TASK DETAILS:
Please output exactly the lines that run from the line with "Mark every instance of the shadow" through the final line of the data, inclusive, and nothing more.

________

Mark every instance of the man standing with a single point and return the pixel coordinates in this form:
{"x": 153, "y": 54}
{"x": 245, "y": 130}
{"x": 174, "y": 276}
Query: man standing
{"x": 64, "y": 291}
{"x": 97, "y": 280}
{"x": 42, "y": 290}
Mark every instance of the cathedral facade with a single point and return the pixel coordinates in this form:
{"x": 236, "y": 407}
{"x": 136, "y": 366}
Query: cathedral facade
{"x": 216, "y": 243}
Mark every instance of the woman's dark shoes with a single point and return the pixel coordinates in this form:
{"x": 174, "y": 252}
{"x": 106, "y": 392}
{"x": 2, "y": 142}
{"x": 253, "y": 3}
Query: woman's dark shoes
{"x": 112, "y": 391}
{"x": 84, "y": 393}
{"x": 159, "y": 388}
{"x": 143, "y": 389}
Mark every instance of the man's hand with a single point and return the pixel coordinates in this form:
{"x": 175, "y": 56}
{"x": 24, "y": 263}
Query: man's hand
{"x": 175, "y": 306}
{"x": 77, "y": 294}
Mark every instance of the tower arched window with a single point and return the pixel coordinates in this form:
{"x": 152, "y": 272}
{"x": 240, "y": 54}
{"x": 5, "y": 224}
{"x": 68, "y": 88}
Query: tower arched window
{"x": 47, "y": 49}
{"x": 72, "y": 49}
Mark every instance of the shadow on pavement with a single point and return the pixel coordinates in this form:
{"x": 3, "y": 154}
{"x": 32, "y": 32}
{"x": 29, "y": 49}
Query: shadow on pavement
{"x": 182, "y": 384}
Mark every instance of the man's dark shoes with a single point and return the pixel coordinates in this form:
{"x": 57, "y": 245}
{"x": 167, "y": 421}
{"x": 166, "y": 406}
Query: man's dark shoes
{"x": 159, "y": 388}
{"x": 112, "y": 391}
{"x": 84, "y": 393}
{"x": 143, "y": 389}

________

EXERCISE SOLUTION:
Mark every instance of the shadow on pavement with a single point and return the pixel coordinates in this form:
{"x": 3, "y": 154}
{"x": 32, "y": 32}
{"x": 29, "y": 49}
Query: shadow on pavement
{"x": 182, "y": 384}
Mark every instance of the man's dark shoes with a single point and return the pixel coordinates in this form:
{"x": 57, "y": 245}
{"x": 167, "y": 421}
{"x": 166, "y": 406}
Query: man's dark shoes
{"x": 159, "y": 388}
{"x": 112, "y": 391}
{"x": 84, "y": 393}
{"x": 143, "y": 389}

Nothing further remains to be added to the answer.